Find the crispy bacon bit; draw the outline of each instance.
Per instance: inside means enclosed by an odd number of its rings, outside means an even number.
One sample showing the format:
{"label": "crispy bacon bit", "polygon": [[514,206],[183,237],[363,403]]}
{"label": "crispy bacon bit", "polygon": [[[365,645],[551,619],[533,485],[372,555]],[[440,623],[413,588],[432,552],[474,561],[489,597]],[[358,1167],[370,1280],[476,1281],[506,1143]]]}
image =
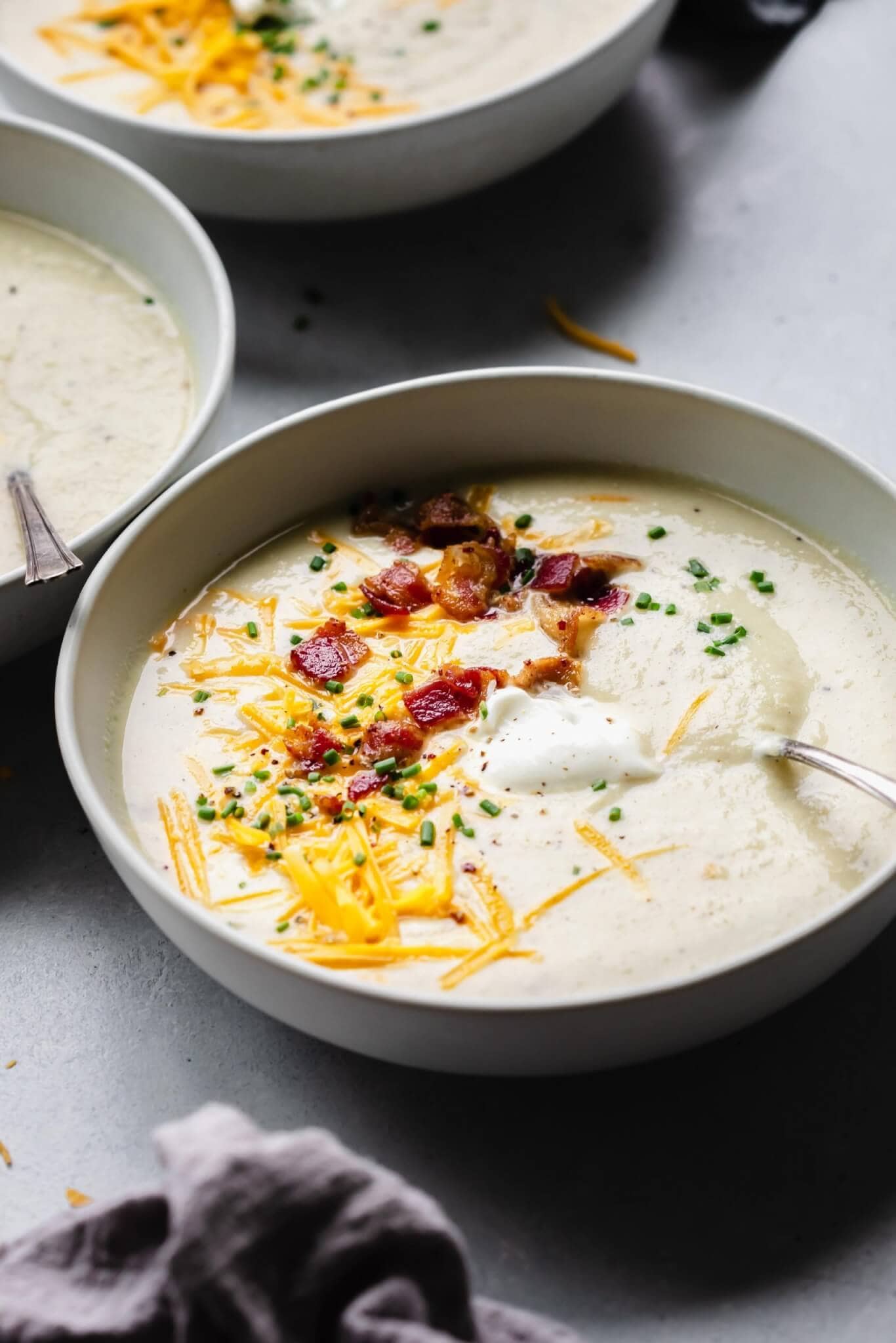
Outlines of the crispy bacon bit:
{"label": "crispy bacon bit", "polygon": [[408,719],[371,723],[364,732],[364,757],[371,761],[388,760],[392,755],[404,761],[416,755],[422,745],[423,733]]}
{"label": "crispy bacon bit", "polygon": [[343,743],[326,728],[309,728],[300,723],[283,733],[283,744],[302,770],[318,770],[325,751],[341,751]]}
{"label": "crispy bacon bit", "polygon": [[536,598],[535,614],[547,637],[553,639],[560,653],[571,658],[578,654],[584,635],[606,620],[604,612],[596,606],[574,606],[548,596]]}
{"label": "crispy bacon bit", "polygon": [[576,602],[592,602],[604,592],[610,579],[625,569],[643,568],[633,555],[545,555],[532,579],[536,592],[549,592]]}
{"label": "crispy bacon bit", "polygon": [[509,557],[493,545],[478,541],[449,545],[434,596],[455,620],[476,620],[485,615],[492,594],[506,583],[509,572]]}
{"label": "crispy bacon bit", "polygon": [[506,672],[497,667],[445,666],[438,676],[404,698],[407,712],[422,728],[441,728],[472,717],[489,685],[506,685]]}
{"label": "crispy bacon bit", "polygon": [[314,802],[317,803],[317,810],[322,811],[325,817],[337,817],[343,810],[343,799],[332,798],[329,794],[314,798]]}
{"label": "crispy bacon bit", "polygon": [[582,681],[582,665],[575,658],[527,658],[513,677],[513,685],[521,690],[536,690],[541,685],[566,685],[578,690]]}
{"label": "crispy bacon bit", "polygon": [[387,506],[373,494],[367,494],[352,518],[353,536],[382,536],[399,555],[412,555],[419,548],[414,518],[407,508],[398,504]]}
{"label": "crispy bacon bit", "polygon": [[348,784],[348,795],[352,802],[360,802],[363,798],[369,798],[371,792],[376,792],[386,783],[386,775],[377,774],[376,770],[361,770],[360,774],[352,775]]}
{"label": "crispy bacon bit", "polygon": [[416,564],[396,560],[361,583],[361,592],[380,615],[407,615],[433,600],[430,586]]}
{"label": "crispy bacon bit", "polygon": [[343,620],[328,620],[316,634],[289,654],[294,672],[310,681],[341,681],[369,657],[364,639],[345,627]]}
################
▶ EXERCISE OBJECTIVE
Can you return, word for word, the lines from the very first one through the line containing "One sample showing", including both ends?

▶ THE RESULT
Find the crispy bacon bit; draw the outline of each instance.
Per instance: inside means enclosed by an odd number of its rings, outside means an even number.
One sample showing the format:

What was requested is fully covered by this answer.